SELECTED EXTRACT
++++++++++

# opinions on buckwheat?



## Phoebee (Jan 29, 2014)

A friend of mine planted eight acres of it and got nothing. 

We tried a small patch and never saw a bee on it.

We're having much better luck with clover. My wife put down crimson clover on the garden plots over the winter (called a "cover crop"). Come spring, the bees were all over it. When you are ready to plant, pull the clover up and compost it.


----------



## spunky (Nov 14, 2006)

It is not that invasive I will plant a 20x20 foot patch or so at the edge of veggie garden every yr. Bees will work it but they need dew on it, so I only plant it during late July when nothing else in my area is blooming


----------



## bee keeper chef (Nov 1, 2015)

I plant buckwheat as a cover crop and let the bees work it after it is done blooming till it in and sometimes replant a second time. Bees only work this plant in the morning. By noon it is done producing nectar. You will get some that reseeds on its own but it is not a real problem


----------



## AHudd (Mar 5, 2015)

My experience is the same as bee keeper chef. I will add that the seeds remain on the plant for a long time. If you want to keep reseeding to a minimum, cut the stalks down with a string trimmer while the seeds are still green. I allowed the seeds in a small patch to mature before tilling them in at the onset of Winter. They came up prolifically three times and were killed twice by frost.

++++++++++

PROBLEM TO WORK ON
Carry on the buckwheat thread above, picking up after its last post. The material that comes next is from a different source than the buckwheat thread.

MATERIAL PROVIDED
++++++++++

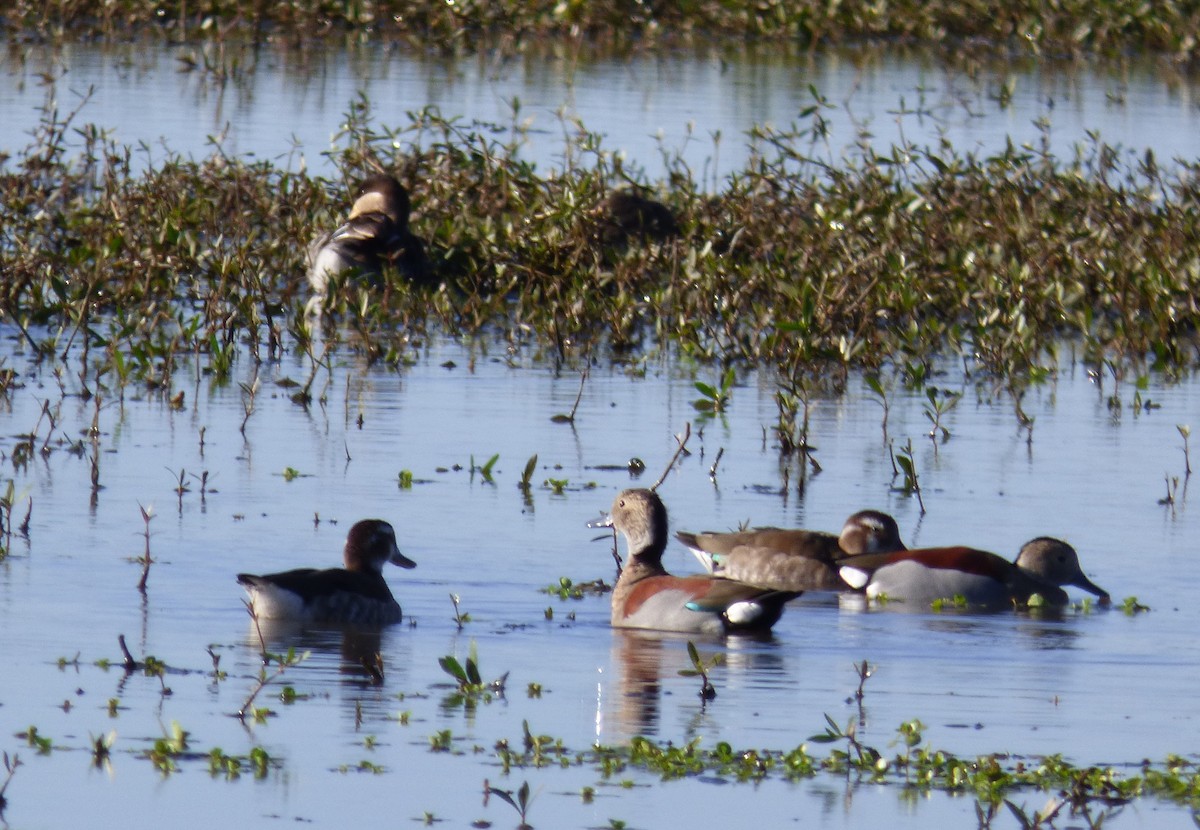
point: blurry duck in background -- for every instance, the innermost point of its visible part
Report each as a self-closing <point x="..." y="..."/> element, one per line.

++++++++++

TASK RESPONSE
I also planted some Crimson Clover this Spring. The plants grew to about knee high before beginning to bloom, but then it turned hot and it began to die back. The Bumblebees were beginning to work it but no Honeybees. The Bumbles come to our Vitex first, then the Honeybees start showing up a few days later. In our area Crimson Clover does better in the Spring after being planted in the Fall, blooming by April before the heat stress takes its toll. I plan to sow a lot of it this Fall because I believe it will work. 

Alex


----------



## Bigtwin (Jun 19, 2011)

I planted 7 acres of buckwheat this spring and it's been blooming for about 3 weeks so far and is working very well as a cover crop (very thick). The bees are all over it. My plan is to let it reseed and see if I can get a second cycle of blooms.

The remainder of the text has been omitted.